Exercise: Format the data between the lines containing "Locate every instance of the woman's" and "(741, 1143)", inclusive, as a two-column CSV with the columns "prompt" and "answer". Give one row per text-and-answer pair, put each value in its own quoted field, and replace any line breaks with spaces.
[Start]
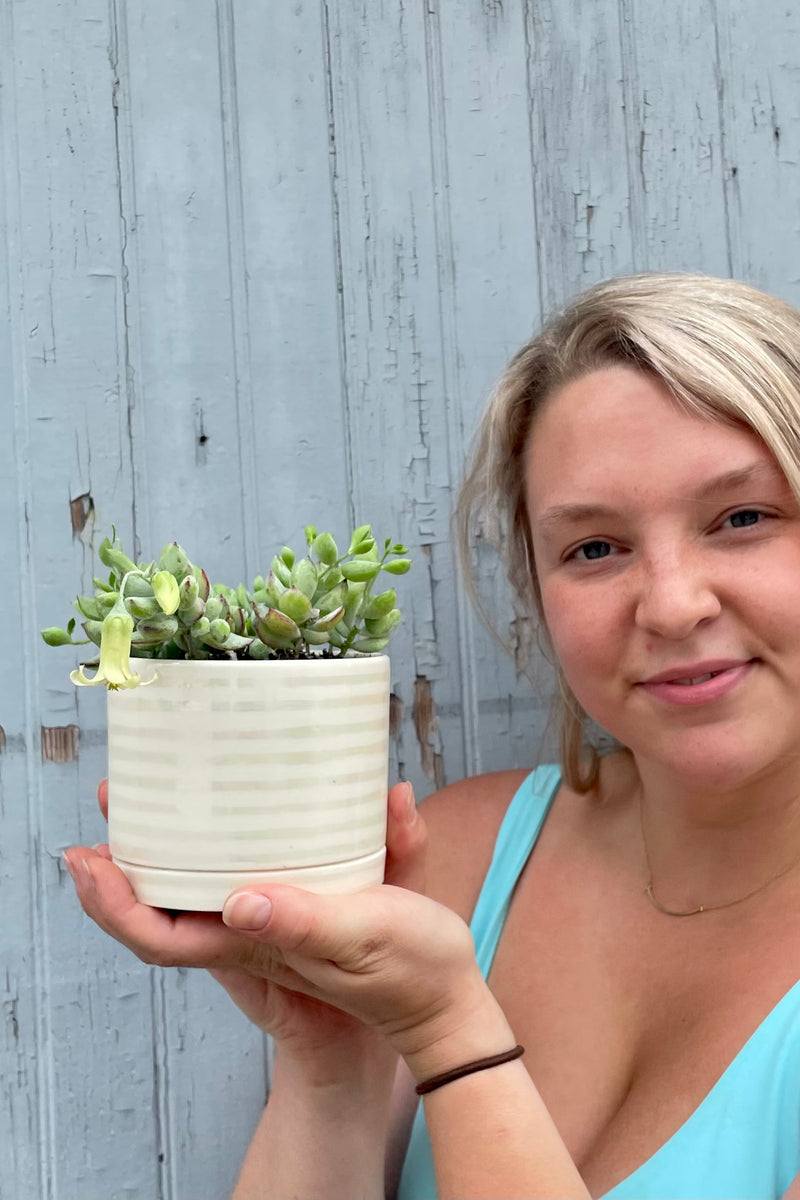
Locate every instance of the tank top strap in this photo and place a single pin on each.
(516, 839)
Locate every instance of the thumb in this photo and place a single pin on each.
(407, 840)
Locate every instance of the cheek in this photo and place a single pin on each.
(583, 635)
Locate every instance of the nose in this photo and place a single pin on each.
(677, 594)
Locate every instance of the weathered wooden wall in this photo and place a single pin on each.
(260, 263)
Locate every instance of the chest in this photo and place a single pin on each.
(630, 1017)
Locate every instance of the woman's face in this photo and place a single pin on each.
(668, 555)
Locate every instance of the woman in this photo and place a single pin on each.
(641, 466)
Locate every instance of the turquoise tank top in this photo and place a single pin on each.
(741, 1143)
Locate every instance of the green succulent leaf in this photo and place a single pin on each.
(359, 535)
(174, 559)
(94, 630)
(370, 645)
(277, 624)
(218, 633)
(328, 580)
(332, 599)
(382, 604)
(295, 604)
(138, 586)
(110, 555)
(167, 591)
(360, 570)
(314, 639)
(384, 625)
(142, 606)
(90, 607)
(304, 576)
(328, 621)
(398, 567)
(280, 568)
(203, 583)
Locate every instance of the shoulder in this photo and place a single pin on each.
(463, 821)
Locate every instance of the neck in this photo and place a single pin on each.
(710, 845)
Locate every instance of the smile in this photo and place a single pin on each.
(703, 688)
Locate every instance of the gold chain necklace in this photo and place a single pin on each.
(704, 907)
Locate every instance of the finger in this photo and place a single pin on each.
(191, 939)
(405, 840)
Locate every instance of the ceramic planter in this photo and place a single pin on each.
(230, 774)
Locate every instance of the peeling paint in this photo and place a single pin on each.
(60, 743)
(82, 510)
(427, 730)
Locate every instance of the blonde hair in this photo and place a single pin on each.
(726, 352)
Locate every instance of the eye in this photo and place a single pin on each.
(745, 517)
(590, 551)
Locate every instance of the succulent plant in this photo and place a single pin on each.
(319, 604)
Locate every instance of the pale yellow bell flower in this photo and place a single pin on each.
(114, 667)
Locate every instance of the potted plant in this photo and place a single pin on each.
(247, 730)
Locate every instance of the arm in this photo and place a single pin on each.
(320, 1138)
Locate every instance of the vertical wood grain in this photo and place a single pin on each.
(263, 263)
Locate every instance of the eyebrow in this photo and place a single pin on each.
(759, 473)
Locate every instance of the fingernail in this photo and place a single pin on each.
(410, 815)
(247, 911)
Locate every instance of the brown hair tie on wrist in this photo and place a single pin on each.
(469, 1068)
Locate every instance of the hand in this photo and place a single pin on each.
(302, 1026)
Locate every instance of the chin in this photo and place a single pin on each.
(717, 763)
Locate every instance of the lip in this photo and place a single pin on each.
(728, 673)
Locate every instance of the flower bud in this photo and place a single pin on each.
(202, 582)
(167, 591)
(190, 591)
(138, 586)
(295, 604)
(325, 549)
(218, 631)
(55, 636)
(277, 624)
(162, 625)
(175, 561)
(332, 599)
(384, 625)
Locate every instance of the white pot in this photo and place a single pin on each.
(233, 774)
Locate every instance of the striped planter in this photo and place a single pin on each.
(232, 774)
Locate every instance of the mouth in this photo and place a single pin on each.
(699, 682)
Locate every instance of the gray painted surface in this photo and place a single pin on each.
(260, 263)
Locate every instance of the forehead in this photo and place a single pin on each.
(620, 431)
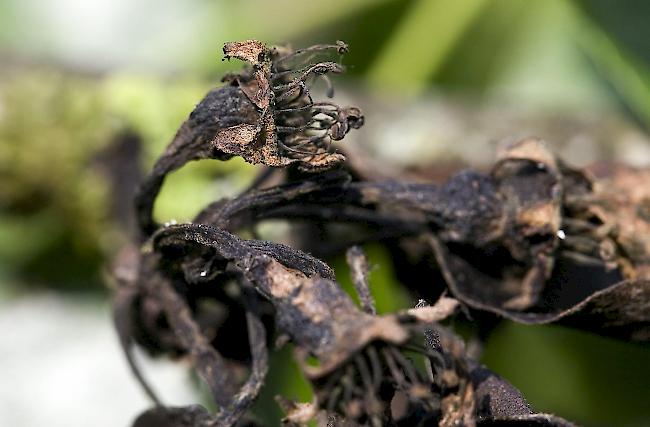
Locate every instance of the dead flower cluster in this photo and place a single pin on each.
[End]
Worked solution:
prompt,answer
"Locate every instance of the woman's face in this photo and place a single pin on each.","(668, 555)"
"Locate every instance of the woman in this photo and place a single pin on each.","(641, 466)"
"Locate every instance of the turquoise tank top in this photo and place a single pin on each.","(741, 1143)"